* [EXERCISE REQUIREMENTS]:
In the copy, keep every word of the data below and none of its pictures.
== DATA TO USE ==
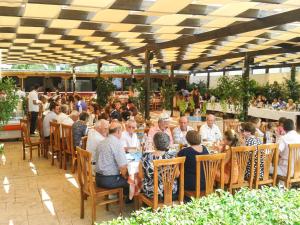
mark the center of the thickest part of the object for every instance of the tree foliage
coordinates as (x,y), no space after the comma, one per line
(8,99)
(104,89)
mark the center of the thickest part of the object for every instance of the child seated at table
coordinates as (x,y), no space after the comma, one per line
(161,143)
(230,140)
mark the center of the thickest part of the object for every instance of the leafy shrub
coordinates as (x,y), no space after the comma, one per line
(104,89)
(8,99)
(264,206)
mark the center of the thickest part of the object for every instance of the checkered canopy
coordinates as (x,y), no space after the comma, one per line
(77,31)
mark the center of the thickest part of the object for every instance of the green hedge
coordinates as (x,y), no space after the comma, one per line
(265,206)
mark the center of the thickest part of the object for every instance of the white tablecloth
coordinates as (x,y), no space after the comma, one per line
(257,112)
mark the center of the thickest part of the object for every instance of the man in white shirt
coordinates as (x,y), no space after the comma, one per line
(291,137)
(51,116)
(95,136)
(210,131)
(179,132)
(64,111)
(33,107)
(129,138)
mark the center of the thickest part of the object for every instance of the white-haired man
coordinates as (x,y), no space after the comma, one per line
===
* [OUTPUT BELOW]:
mark the center of the thickest part of the object for every instance of the tree foliage
coordinates as (x,y), no space after the comma, one per line
(8,99)
(104,89)
mark the center of the thickest part of the object for every instance of the child seated at table
coordinates as (x,y), no space after the comma, one per line
(161,143)
(230,140)
mark the center of the thickest part of the object for every instance of the leafy shrub
coordinates as (x,y), no space after the comma, one per line
(104,89)
(8,99)
(264,206)
mark the center of the thickest part of the object for every instance of the checkered canopy
coordinates as (x,y), no space after the comma, one per line
(77,31)
mark the center of the thickest part of the object for every instance of the green hedge
coordinates as (x,y), no space after the comma, one per line
(265,206)
mark the center of the thickest part of the object for every instance of the white tablecloth
coordinates as (x,y), no space after the comma, one per line
(257,112)
mark the center of the thickest part of the object for every instance of the man in white shirt
coordinates as (x,y), no space after the comma, one per line
(291,137)
(51,116)
(95,136)
(210,131)
(179,132)
(64,111)
(33,107)
(129,138)
mark the center of the thickest part of the object for every instance of the white-haired man
coordinates as (x,y), no space after the comma, one per line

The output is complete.